--- Begin TEXT PROVIDED ---

I’m also lucky because spousal guilt (he asked for the divorce — and hell, my pride is like a shriveled apple) also helped me to secure custody. But nothing is certain until the divorce goes through.
And, while we wait, I’ve noticed that I’m not the only one affected by all of this. The boys get mighty confused when their ex-dad shows up to take them on walks. They’re usually a bit down for a few hours after he leaves. They’re clearly picking up on my depression and anxiety, especially Hudson, who is being more protective and has developed acid reflux because of the new stress.
But as I consider the many divorces where the dog was just forgotten or, maybe even worse, blamed for it (no kidding!), I think the boys and I would rather have the bonds that have grown between us, even if we do all take Pepcid now.
I’ve experienced sadness, fear, anxiety, anger, and confusion; I exist in a state of topsy-turvy senses. And each time a different emotion clicks into gear, I seek out my dogs to help stabilize me. I also watch them for signs of stress, and give extra dog massages on those days. I can’t make a wayward spouse “Stay!” on command — but I can share my peanut butter and jelly sandwich with the true loves of my life.

--- End TEXT PROVIDED ---
--- Begin DATA SECTION ---

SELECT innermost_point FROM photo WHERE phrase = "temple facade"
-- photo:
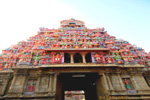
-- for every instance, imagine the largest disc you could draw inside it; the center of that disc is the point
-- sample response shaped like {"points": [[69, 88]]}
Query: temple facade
{"points": [[74, 62]]}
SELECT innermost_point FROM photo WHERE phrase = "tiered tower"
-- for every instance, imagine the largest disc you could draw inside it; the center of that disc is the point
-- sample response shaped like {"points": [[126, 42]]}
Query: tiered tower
{"points": [[74, 62]]}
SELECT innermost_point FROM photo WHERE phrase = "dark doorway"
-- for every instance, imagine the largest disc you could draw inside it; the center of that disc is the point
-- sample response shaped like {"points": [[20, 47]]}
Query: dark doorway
{"points": [[67, 58], [88, 58], [79, 82], [77, 58]]}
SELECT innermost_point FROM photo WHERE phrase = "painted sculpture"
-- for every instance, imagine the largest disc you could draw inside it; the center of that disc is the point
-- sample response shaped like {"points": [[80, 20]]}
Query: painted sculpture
{"points": [[72, 34]]}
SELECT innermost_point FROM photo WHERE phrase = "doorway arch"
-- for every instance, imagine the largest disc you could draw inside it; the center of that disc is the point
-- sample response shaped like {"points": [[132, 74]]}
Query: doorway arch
{"points": [[67, 58], [77, 58], [88, 58]]}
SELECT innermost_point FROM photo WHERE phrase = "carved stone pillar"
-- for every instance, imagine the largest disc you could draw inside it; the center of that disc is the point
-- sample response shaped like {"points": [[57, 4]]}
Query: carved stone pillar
{"points": [[83, 56], [132, 78], [71, 57], [109, 82], [55, 82], [50, 83], [120, 81]]}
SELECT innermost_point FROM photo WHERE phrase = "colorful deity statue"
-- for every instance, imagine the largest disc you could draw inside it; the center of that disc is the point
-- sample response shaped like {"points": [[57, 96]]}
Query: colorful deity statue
{"points": [[1, 65], [31, 87], [127, 84], [98, 58], [108, 59], [58, 58]]}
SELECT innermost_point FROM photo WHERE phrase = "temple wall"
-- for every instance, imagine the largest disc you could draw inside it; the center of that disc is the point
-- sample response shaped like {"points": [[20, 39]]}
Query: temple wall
{"points": [[5, 77], [48, 87]]}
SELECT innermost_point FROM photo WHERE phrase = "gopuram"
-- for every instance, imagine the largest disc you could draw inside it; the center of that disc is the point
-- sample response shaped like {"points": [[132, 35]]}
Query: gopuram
{"points": [[74, 63]]}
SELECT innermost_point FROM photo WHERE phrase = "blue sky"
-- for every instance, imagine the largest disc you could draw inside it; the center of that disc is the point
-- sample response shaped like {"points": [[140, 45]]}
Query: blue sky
{"points": [[125, 19]]}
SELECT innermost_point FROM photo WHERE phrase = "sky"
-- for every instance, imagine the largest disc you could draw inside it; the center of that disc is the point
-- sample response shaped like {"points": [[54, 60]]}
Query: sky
{"points": [[126, 19]]}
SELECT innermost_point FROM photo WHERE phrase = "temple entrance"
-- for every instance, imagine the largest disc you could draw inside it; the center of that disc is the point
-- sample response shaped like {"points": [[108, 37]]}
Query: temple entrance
{"points": [[88, 58], [77, 58], [80, 86], [66, 58]]}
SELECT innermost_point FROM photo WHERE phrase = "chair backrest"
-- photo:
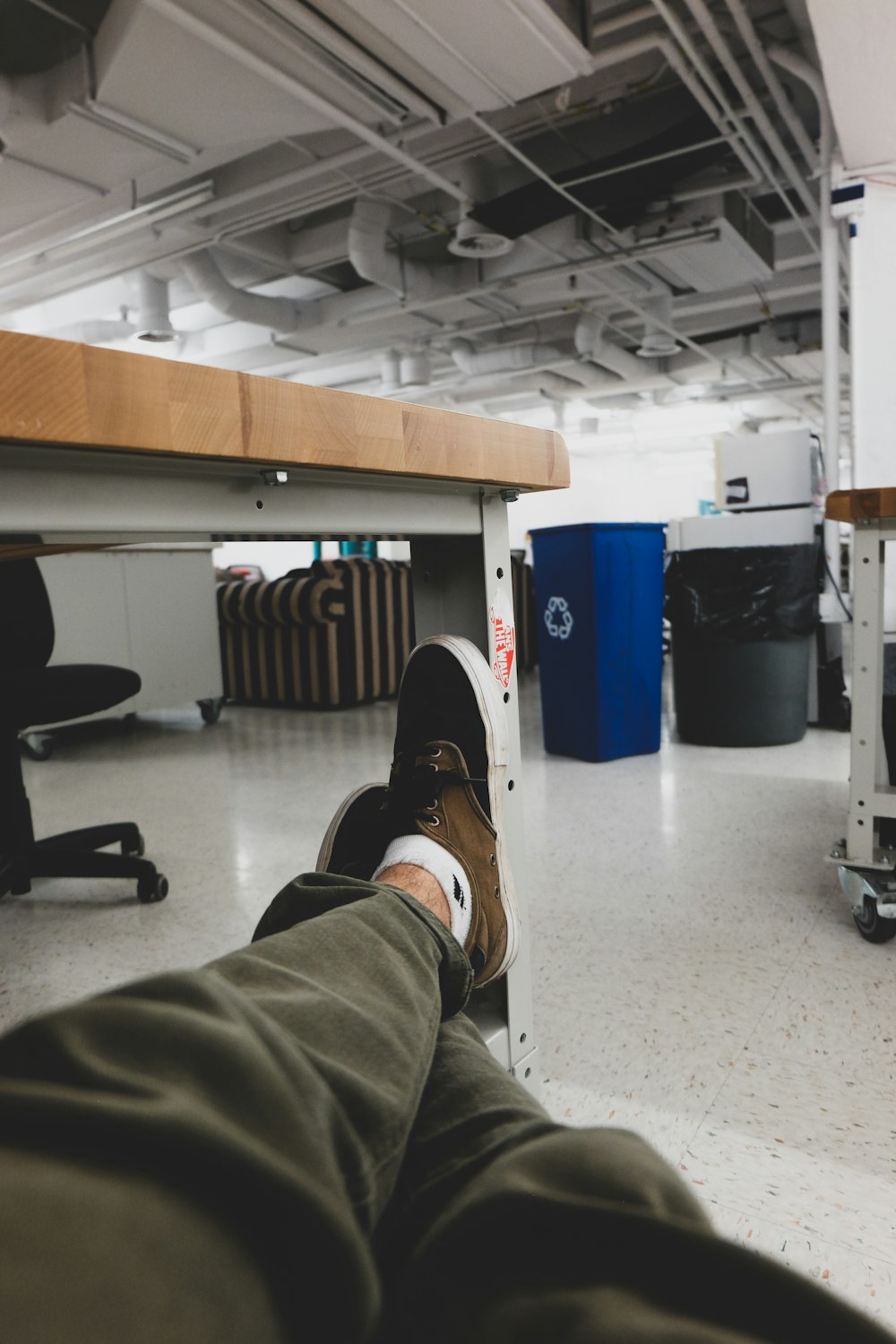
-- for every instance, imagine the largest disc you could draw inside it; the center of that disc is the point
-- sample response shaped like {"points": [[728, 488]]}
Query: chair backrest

--- End DATA SECTION ---

● **WRITTEN REQUEST 1**
In the essay about divorce and the dogs, which dog has developed acid reflux because of the new stress?
● **WRITTEN REQUEST 2**
Pick up the essay about divorce and the dogs after its last sentence and continue writing it.
The lines are separate material and have nothing to do with the essay about divorce and the dogs.

● **RESULT 1**
Hudson

● **RESULT 2**
In addition to my dogs, I have found that getting support during a divorce is crucial. If you have to worry about whether you’ll get to keep your dog(s), then information is vital, too. Seeing a divorce lawyer is essential. You can find some good stuff, although it’s a bit heavy on legal jargon, on sites such as this one. Search for “pet custody” plus your state for specific information. You can also get support from others who are trying to get custody of their pet on message boards. Or right here on Dogster.
I was tenacious when I realized I might have to fight for custody of my dogs. But is it worth it to wade through the legalities and perhaps have to swallow your pride to keep your pets? That answer seems pretty obvious to me.
Dogster readers, how do you view the term “property” in relation to your pets? Have you ever had to fight for custody of your dog(s)?